EXERCISES TO COMPLETE:
a) In the passage on foreign policy and its broader context, what makes foreign policy differ from domestic politics for classical realists? Answer in one to three sentences.
b) Resume the passage on foreign policy and its broader context, starting right after its last sentence.

EXCERPTED PASSAGE:
2.2. Placing Foreign Policy in a Broader Context

It is important to review here theoretical views on a major issue that stands in the center of the current work: how a nation's foreign policy relates to levels of political process on social, bureaucratic and international level. In other words we should look at how academicians tend to view relations between a nation's behaviour outside its sovereignty, outside environment, and political developments taking place within national borders.

The brief review of relevant theoretical approaches to the issue would give us a chance to understand what shapes foreign policy and, as a further extent of it, strategic culture.

Classical realist school of thinking, expressed most evidently by an American political scientist Hans Morgenthau, places foreign policy and domestic politics on a single logical presumption: all activities are driven by political considerations, the central of which is a struggle for power. However, classical realists emphasize that foreign policy, in contrast to the domestic politics, is determined by national interests, an objective sets of goals and principles intrinsically formed by factors like unchanging nature of a human being, geographical setting, history of a nation. National interests are realized by national elites but political regime through its activities vis-à-vis the outside world gives national interests a shape, but not the essence (Morgenthau & Nations, 1948).

DATASET EXTRACT:
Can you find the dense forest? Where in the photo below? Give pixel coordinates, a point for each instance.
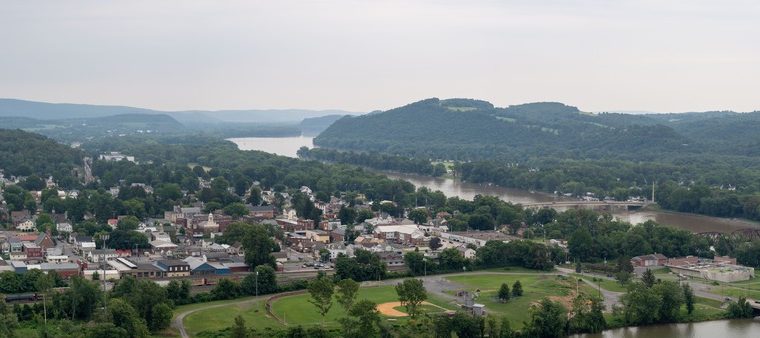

THE RESULTS:
a) Classical realists hold that foreign policy, unlike domestic politics, is determined by national interests. These interests are an objective set of goals and principles formed by factors such as the unchanging nature of human beings, a nation's geographical setting and its history.

b)
Development under the influence of profound changes in the world the neorealist school of theory of international relations kept central ideas of realism updating them to suit new realities. States are described by the neorealists as rational actors (Waltz, 2010).

Nevertheless, national interests don't enjoy fundamental importance in their analysis; it is rather a structure of international system, basically relations between states, that ultimately define each nation's actions (thus neorealism is called structural realism) (Waltz, 2000).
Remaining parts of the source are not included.